▶ **TEXTE DE LA PAGE**

▬▬▬▬▬▬

Thursday, November 06, 2008

NAISSANCE ET MORT UN 4 NOVEMBRE

Je rentre d’un court voyage en Andalousie, un de plus, après avoir fait le plein d’images et de sons. Des images de soleil, de villages aussi blancs que zen, d’une Séville à la fois sémillante et alanguie sous le seul coin de ciel bleu actuellement en Europe, une Séville qui reste l’une de mes villes favorites avec San Francisco et Venise. Des sons rock parce que l’Andalousie n’a pas que des airs de flamenco, mais aussi des groupes comme Pereza, Fito y Fitipaldis, Canto del Loco, Extremoduro ou Ragdog, à écouter d’urgence si vous ne connaissez pas.

Me voilà donc de retour dans une France pluvieuse et sclérosée, avec son cortège de grévistes allergiques au changement, de caciques indéboulonnables, de partis politiques écrasés par une hiérarchie stalinienne. Au même moment, l’Amérique écrivait une nouvelle fois l’histoire.

▬▬▬▬▬▬

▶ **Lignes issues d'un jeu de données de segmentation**

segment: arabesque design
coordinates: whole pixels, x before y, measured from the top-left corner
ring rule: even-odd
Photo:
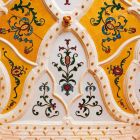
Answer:
[[[98,19],[91,18],[90,20],[93,26],[103,24],[102,33],[105,37],[102,39],[101,45],[105,53],[111,52],[111,46],[107,46],[107,42],[116,42],[122,38],[124,33],[133,34],[136,32],[135,27],[127,27],[128,20],[125,16],[120,14],[118,17],[114,17],[112,15],[115,11],[122,12],[123,10],[124,7],[120,3],[116,3],[115,0],[112,0],[112,4],[104,2],[104,7],[101,7],[101,11],[98,12]]]

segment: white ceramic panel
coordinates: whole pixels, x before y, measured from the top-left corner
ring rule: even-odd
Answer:
[[[111,121],[112,117],[102,101],[102,92],[92,74],[86,73],[81,81],[83,94],[71,105],[71,114],[76,121]]]
[[[61,121],[65,110],[53,92],[53,81],[48,73],[43,72],[34,85],[32,103],[21,120]]]
[[[85,0],[54,0],[63,11],[73,11],[82,5]]]
[[[55,79],[55,94],[69,104],[79,96],[79,83],[87,71],[83,46],[71,32],[58,36],[50,46],[48,68]]]

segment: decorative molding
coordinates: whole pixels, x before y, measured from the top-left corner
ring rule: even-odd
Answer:
[[[0,112],[6,107],[11,91],[11,81],[6,67],[0,61]]]
[[[136,80],[136,73],[139,72],[140,62],[139,57],[140,56],[140,40],[137,41],[136,47],[135,47],[135,57],[134,60],[131,62],[127,75],[126,75],[126,99],[129,102],[129,105],[135,110],[136,113],[140,115],[140,101],[138,97],[136,96],[136,90],[135,90],[135,80]],[[139,123],[140,124],[140,123]]]
[[[114,60],[114,59],[122,52],[122,50],[123,50],[125,47],[127,47],[128,44],[130,44],[130,43],[133,42],[133,41],[137,41],[137,40],[139,40],[139,39],[140,39],[140,35],[128,39],[127,41],[125,41],[125,42],[118,48],[118,50],[117,50],[113,55],[111,55],[109,58],[105,59],[104,61],[100,61],[100,62],[99,62],[99,65],[104,65],[104,64],[106,64],[106,63],[111,62],[112,60]]]

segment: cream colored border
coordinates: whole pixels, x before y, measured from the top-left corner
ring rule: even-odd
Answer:
[[[0,61],[0,112],[6,107],[11,92],[11,81],[6,67]]]
[[[135,47],[135,57],[134,60],[131,62],[126,76],[127,81],[127,91],[126,91],[126,98],[131,105],[131,107],[140,115],[140,102],[135,94],[135,76],[136,72],[139,71],[140,64],[138,57],[140,55],[140,40],[138,40],[137,45]],[[140,119],[140,116],[139,116]],[[139,122],[140,124],[140,122]]]
[[[100,66],[98,62],[98,56],[97,51],[94,45],[94,42],[92,41],[91,37],[89,36],[88,32],[85,30],[84,27],[80,25],[80,23],[76,20],[80,18],[79,16],[72,16],[72,24],[69,28],[65,29],[62,27],[62,18],[63,14],[61,11],[57,9],[54,3],[50,3],[52,1],[47,0],[47,6],[50,8],[50,11],[52,10],[53,14],[56,15],[56,17],[59,19],[58,22],[49,30],[49,32],[44,37],[42,44],[39,49],[37,63],[38,66],[36,66],[28,75],[24,88],[23,88],[23,94],[21,97],[21,100],[17,107],[12,110],[11,112],[7,114],[1,114],[0,115],[0,122],[6,123],[1,126],[1,139],[81,139],[84,140],[86,138],[95,139],[98,140],[98,138],[106,138],[109,140],[128,140],[128,139],[134,139],[135,136],[133,136],[132,129],[130,127],[130,123],[132,125],[135,124],[135,122],[138,119],[138,115],[136,114],[129,114],[125,113],[121,110],[121,108],[118,107],[116,104],[113,94],[110,88],[109,80]],[[88,3],[88,2],[87,2]],[[90,3],[88,3],[90,7]],[[87,8],[88,9],[88,8]],[[77,9],[80,11],[81,16],[83,13],[80,9]],[[60,14],[60,15],[59,15]],[[89,60],[89,71],[93,73],[97,79],[99,80],[98,83],[100,83],[100,87],[102,89],[102,97],[106,104],[107,110],[111,113],[111,115],[117,120],[127,123],[119,123],[119,122],[102,122],[102,123],[77,123],[74,124],[74,122],[71,120],[71,118],[66,118],[64,120],[64,124],[60,123],[41,123],[41,122],[17,122],[17,123],[9,123],[16,121],[20,119],[25,112],[27,111],[30,102],[32,101],[32,98],[34,94],[32,93],[33,85],[35,84],[35,79],[39,76],[41,72],[44,70],[47,71],[47,66],[45,65],[46,58],[47,58],[47,49],[49,47],[49,44],[55,40],[57,35],[61,33],[62,31],[72,31],[75,33],[75,35],[79,38],[81,43],[83,44],[84,50],[86,52],[87,58]],[[66,129],[65,129],[66,128]],[[57,131],[55,133],[55,131]],[[53,133],[53,134],[52,134]],[[68,137],[69,134],[69,137]],[[24,137],[19,136],[24,135]],[[49,136],[50,135],[50,136]],[[55,135],[55,136],[52,136]]]
[[[48,6],[50,5],[50,2],[51,1],[48,1]],[[53,3],[51,3],[50,10],[53,10],[53,12],[57,11],[57,8],[54,6],[55,4],[52,4]],[[30,93],[32,93],[31,91],[33,88],[32,85],[34,85],[34,79],[38,76],[38,74],[41,71],[44,70],[43,67],[46,62],[47,49],[49,47],[49,44],[52,44],[53,40],[55,40],[55,38],[65,30],[73,31],[76,34],[76,36],[78,36],[79,39],[82,41],[82,44],[84,44],[84,48],[87,52],[87,58],[89,60],[89,70],[93,72],[96,75],[96,77],[98,77],[98,79],[100,79],[99,82],[103,91],[103,100],[107,106],[107,110],[112,114],[112,116],[116,120],[123,122],[133,122],[137,120],[138,116],[136,114],[126,113],[122,111],[116,104],[110,88],[109,80],[104,70],[100,67],[94,42],[92,41],[88,32],[76,19],[73,20],[69,28],[64,28],[62,26],[61,17],[58,20],[58,22],[55,25],[53,25],[52,28],[50,28],[50,30],[45,35],[41,43],[37,58],[38,66],[32,70],[32,72],[26,79],[20,103],[11,112],[4,115],[1,114],[0,122],[12,122],[18,120],[18,118],[21,118],[24,115],[24,112],[27,110],[29,102],[32,100],[33,97],[33,95],[30,95]]]
[[[43,0],[49,10],[57,19],[62,19],[63,16],[70,15],[73,19],[80,19],[86,11],[91,7],[94,0],[83,0],[79,7],[73,11],[62,11],[54,0]]]

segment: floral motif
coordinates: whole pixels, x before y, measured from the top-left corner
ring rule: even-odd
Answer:
[[[37,20],[37,12],[31,7],[31,2],[27,5],[23,5],[23,1],[20,0],[20,3],[15,4],[11,10],[21,10],[23,17],[13,15],[8,20],[9,28],[0,28],[0,34],[14,33],[13,37],[15,40],[29,44],[29,46],[24,46],[24,53],[29,54],[33,51],[33,40],[29,39],[33,34],[32,23],[34,22],[36,26],[42,26],[45,20],[43,18]]]
[[[130,50],[131,50],[131,48],[130,48]],[[130,55],[131,55],[131,52],[127,51],[127,56],[124,59],[122,59],[122,61],[120,62],[119,65],[115,65],[115,66],[110,65],[110,67],[107,68],[109,70],[109,74],[113,74],[115,77],[114,83],[115,83],[116,87],[118,88],[116,94],[119,99],[119,103],[124,108],[125,108],[125,105],[123,103],[123,99],[121,99],[121,97],[119,95],[120,90],[121,90],[119,82],[120,82],[121,76],[124,74],[124,64],[126,63],[127,59],[130,57]]]
[[[101,22],[103,23],[102,33],[107,37],[102,39],[102,50],[105,53],[110,53],[111,47],[107,46],[105,44],[106,42],[115,42],[118,39],[121,39],[122,33],[127,32],[133,34],[136,32],[136,28],[127,28],[126,25],[128,20],[122,15],[119,15],[117,18],[111,16],[111,14],[114,13],[114,10],[124,10],[120,3],[117,4],[115,0],[112,0],[111,5],[106,2],[104,2],[104,5],[105,6],[101,8],[101,11],[98,12],[98,19],[95,20],[94,18],[91,18],[90,23],[93,26],[98,26]]]
[[[58,69],[59,72],[62,72],[62,79],[59,81],[59,84],[63,83],[61,86],[62,92],[65,91],[65,95],[68,96],[70,95],[70,92],[73,92],[74,86],[72,83],[76,85],[76,81],[73,79],[74,75],[72,72],[77,72],[79,67],[81,67],[84,63],[80,62],[73,66],[76,63],[76,57],[78,57],[78,54],[72,54],[72,51],[76,51],[77,47],[69,47],[69,43],[71,41],[70,39],[65,39],[65,41],[66,47],[59,46],[59,51],[63,51],[63,54],[58,54],[58,57],[60,57],[61,66],[55,62],[52,62],[52,64]],[[71,68],[71,66],[73,66],[73,68]]]
[[[93,83],[87,82],[87,86],[85,88],[85,91],[89,93],[89,95],[86,96],[86,99],[82,99],[82,103],[79,103],[79,109],[75,112],[75,114],[78,117],[87,118],[90,115],[90,108],[93,107],[99,107],[99,111],[96,112],[96,115],[101,115],[103,113],[103,108],[101,105],[99,105],[98,101],[95,100],[95,96],[93,95],[93,92],[96,90],[96,87],[93,85]]]
[[[56,111],[56,103],[53,103],[53,99],[49,99],[49,96],[46,95],[48,91],[50,91],[50,87],[48,86],[48,82],[42,83],[42,85],[39,87],[39,90],[43,92],[43,95],[40,96],[40,99],[43,99],[42,101],[37,101],[36,105],[33,106],[32,112],[35,116],[39,115],[39,112],[36,110],[37,107],[46,107],[45,109],[45,115],[48,118],[53,118],[59,115],[59,111]]]
[[[4,49],[3,49],[4,50]],[[14,62],[6,55],[7,51],[4,51],[4,57],[8,60],[9,65],[11,66],[11,75],[15,79],[16,86],[14,87],[15,97],[17,98],[17,88],[20,86],[20,78],[23,74],[26,74],[26,68],[24,66],[15,65]]]

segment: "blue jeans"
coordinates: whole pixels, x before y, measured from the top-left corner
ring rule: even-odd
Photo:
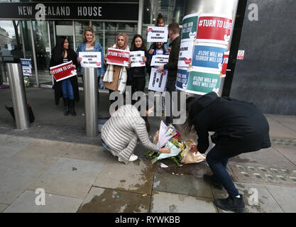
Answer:
[[[228,194],[232,196],[236,196],[239,194],[226,170],[226,166],[230,157],[239,154],[227,153],[215,145],[207,155],[207,162],[214,175],[222,184]]]
[[[74,99],[73,88],[70,79],[65,79],[62,83],[62,97],[69,98],[70,100]]]

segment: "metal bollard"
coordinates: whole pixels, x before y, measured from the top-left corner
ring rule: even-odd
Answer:
[[[23,70],[21,65],[18,63],[7,63],[6,67],[9,84],[11,89],[16,128],[21,130],[28,129],[29,127],[29,118]]]
[[[86,136],[98,136],[97,91],[98,77],[97,68],[83,69],[83,90],[84,92]]]

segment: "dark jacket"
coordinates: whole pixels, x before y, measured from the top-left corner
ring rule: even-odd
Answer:
[[[168,79],[176,80],[177,72],[177,62],[179,60],[180,45],[181,44],[181,36],[179,35],[169,45],[171,47],[168,63],[164,65],[165,69],[168,70]]]
[[[136,48],[133,51],[144,51],[145,57],[147,58],[146,64],[146,67],[150,65],[149,53],[141,48]],[[145,77],[145,67],[131,67],[128,72],[128,82],[131,82],[133,77]]]
[[[194,101],[190,116],[198,135],[201,153],[212,141],[228,153],[247,153],[270,147],[268,123],[253,104],[210,92]]]
[[[52,56],[55,56],[53,51],[54,50],[53,50]],[[77,57],[75,52],[73,50],[69,49],[67,50],[67,58],[68,61],[72,60],[73,62],[73,65],[75,65],[76,68],[77,68],[77,66],[78,66]],[[53,57],[51,57],[50,62],[50,67],[60,65],[60,64],[62,64],[62,63],[63,63],[62,58],[57,61],[56,60],[53,59]],[[69,77],[68,79],[70,79],[72,87],[73,88],[74,99],[76,101],[78,101],[80,100],[80,95],[79,95],[77,77],[74,76],[74,77]],[[59,82],[57,82],[55,79],[54,79],[53,89],[55,89],[55,101],[56,105],[59,104],[60,98],[62,97],[62,80],[60,80]]]

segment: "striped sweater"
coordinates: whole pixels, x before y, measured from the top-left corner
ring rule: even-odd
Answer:
[[[112,154],[126,164],[133,153],[138,138],[147,149],[158,151],[160,148],[150,141],[145,121],[132,105],[122,106],[113,114],[104,124],[101,135]]]

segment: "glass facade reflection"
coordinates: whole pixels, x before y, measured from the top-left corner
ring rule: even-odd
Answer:
[[[3,2],[40,2],[43,1],[3,1]],[[44,2],[52,1],[44,1]],[[92,2],[92,1],[88,1]],[[118,1],[112,1],[114,2]],[[138,2],[138,1],[129,1]],[[75,1],[77,2],[77,1]],[[95,1],[95,2],[98,2]],[[128,4],[128,3],[127,3]],[[143,23],[141,25],[142,36],[148,48],[151,43],[146,43],[146,31],[149,26],[154,26],[159,13],[165,18],[165,24],[172,22],[181,23],[184,14],[185,1],[180,0],[143,0]],[[137,21],[110,20],[45,20],[7,21],[0,19],[0,84],[7,83],[6,63],[19,62],[20,58],[31,58],[33,76],[31,84],[38,86],[53,84],[53,77],[49,74],[49,61],[51,50],[59,36],[68,38],[70,45],[76,48],[82,42],[82,32],[85,26],[91,25],[94,28],[96,40],[106,53],[108,48],[115,43],[115,38],[120,33],[125,33],[129,38],[128,45],[134,35],[138,33]],[[31,35],[31,26],[33,35]],[[32,38],[33,42],[32,42]],[[34,47],[33,47],[33,43]],[[36,62],[34,62],[34,55]],[[37,69],[35,69],[37,68]],[[36,79],[37,77],[37,79]],[[79,79],[82,87],[81,79]]]

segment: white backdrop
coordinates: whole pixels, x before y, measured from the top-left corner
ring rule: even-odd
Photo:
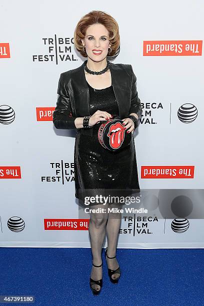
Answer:
[[[0,2],[0,246],[90,246],[74,198],[76,132],[56,130],[52,116],[60,74],[86,59],[74,47],[76,26],[98,10],[119,24],[112,62],[131,64],[137,77],[140,184],[153,190],[146,220],[122,218],[118,247],[203,248],[203,2],[96,4]],[[170,50],[160,52],[163,45]],[[144,175],[160,168],[176,175]],[[176,214],[168,218],[170,211]]]

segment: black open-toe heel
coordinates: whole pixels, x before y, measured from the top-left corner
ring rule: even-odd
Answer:
[[[106,246],[106,256],[107,256],[108,258],[109,258],[109,259],[112,259],[113,258],[116,258],[116,256],[114,256],[114,257],[108,257],[108,256],[107,255],[107,251],[108,251],[108,246]],[[119,280],[120,278],[120,275],[118,278],[116,278],[115,280],[114,280],[114,278],[112,278],[112,275],[113,275],[114,274],[115,274],[115,273],[118,273],[118,274],[120,274],[120,266],[118,266],[118,268],[116,268],[116,270],[112,270],[111,269],[108,269],[108,276],[110,278],[110,282],[114,282],[114,284],[117,284],[118,282],[118,280]]]
[[[101,264],[100,264],[100,266],[96,266],[95,264],[92,264],[92,265],[94,266],[96,266],[96,268],[100,268],[102,266],[102,263]],[[94,288],[92,288],[92,286],[94,284],[100,286],[100,290],[96,290]],[[100,290],[102,288],[102,278],[101,280],[92,280],[91,278],[90,278],[90,288],[92,289],[92,292],[93,292],[94,294],[95,294],[95,295],[98,294],[100,292]]]

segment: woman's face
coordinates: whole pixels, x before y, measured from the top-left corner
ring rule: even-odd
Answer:
[[[86,46],[84,49],[88,57],[94,62],[100,62],[105,58],[111,46],[108,40],[108,31],[100,24],[88,26],[82,42]]]

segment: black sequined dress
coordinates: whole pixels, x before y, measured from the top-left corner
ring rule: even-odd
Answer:
[[[119,116],[112,86],[98,90],[87,84],[90,115],[100,110]],[[122,194],[122,190],[128,190],[128,193],[122,193],[124,196],[132,194],[132,190],[140,190],[133,136],[128,146],[110,151],[98,142],[98,132],[101,124],[99,122],[91,128],[92,137],[80,134],[80,130],[76,134],[74,152],[75,196],[79,199],[82,199],[84,194],[116,194],[113,192],[110,193],[114,190],[118,194],[120,190]]]

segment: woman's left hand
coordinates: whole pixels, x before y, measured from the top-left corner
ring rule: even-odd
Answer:
[[[125,118],[124,119],[122,119],[122,120],[124,122],[122,125],[127,129],[127,132],[130,133],[131,132],[132,134],[134,130],[134,123],[133,120],[130,119],[130,118]]]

▬▬▬▬▬▬

▶ **CONSIGNE A**
Recopiez le passage du texte de la page compris entre « NAISSANCE ET MORT » et « nouvelle fois l’histoire. », bornes incluses, en renommant « Séville » en « Grenade ».
▶ **CONSIGNE B**
Répondez brièvement aux questions suivantes à partir du texte de la page.
(i) Quelles villes sont citées, avec Séville, parmi les villes favorites de l'auteur ?
(ii) Par quels deux adjectifs la France est-elle qualifiée au retour ?
(iii) Selon le texte de la page, quel pays « écrivait une nouvelle fois l'histoire » ?
▶ **CONSIGNE C**
Traduisez en anglais la phrase suivante du texte de la page : « Au même moment, l’Amérique écrivait une nouvelle fois l’histoire. »
Les items n'ont aucune utilité pour ce travail.

▶ **RÉPONSE ATTENDUE A**
NAISSANCE ET MORT UN 4 NOVEMBRE

Je rentre d’un court voyage en Andalousie, un de plus, après avoir fait le plein d’images et de sons. Des images de soleil, de villages aussi blancs que zen, d’une Grenade à la fois sémillante et alanguie sous le seul coin de ciel bleu actuellement en Europe, une Grenade qui reste l’une de mes villes favorites avec San Francisco et Venise. Des sons rock parce que l’Andalousie n’a pas que des airs de flamenco, mais aussi des groupes comme Pereza, Fito y Fitipaldis, Canto del Loco, Extremoduro ou Ragdog, à écouter d’urgence si vous ne connaissez pas.

Me voilà donc de retour dans une France pluvieuse et sclérosée, avec son cortège de grévistes allergiques au changement, de caciques indéboulonnables, de partis politiques écrasés par une hiérarchie stalinienne. Au même moment, l’Amérique écrivait une nouvelle fois l’histoire.

▶ **RÉPONSE ATTENDUE B**
(i) San Francisco et Venise.
(ii) Pluvieuse et sclérosée.
(iii) L'Amérique.

▶ **RÉPONSE ATTENDUE C**
At the same time, America was once again writing history.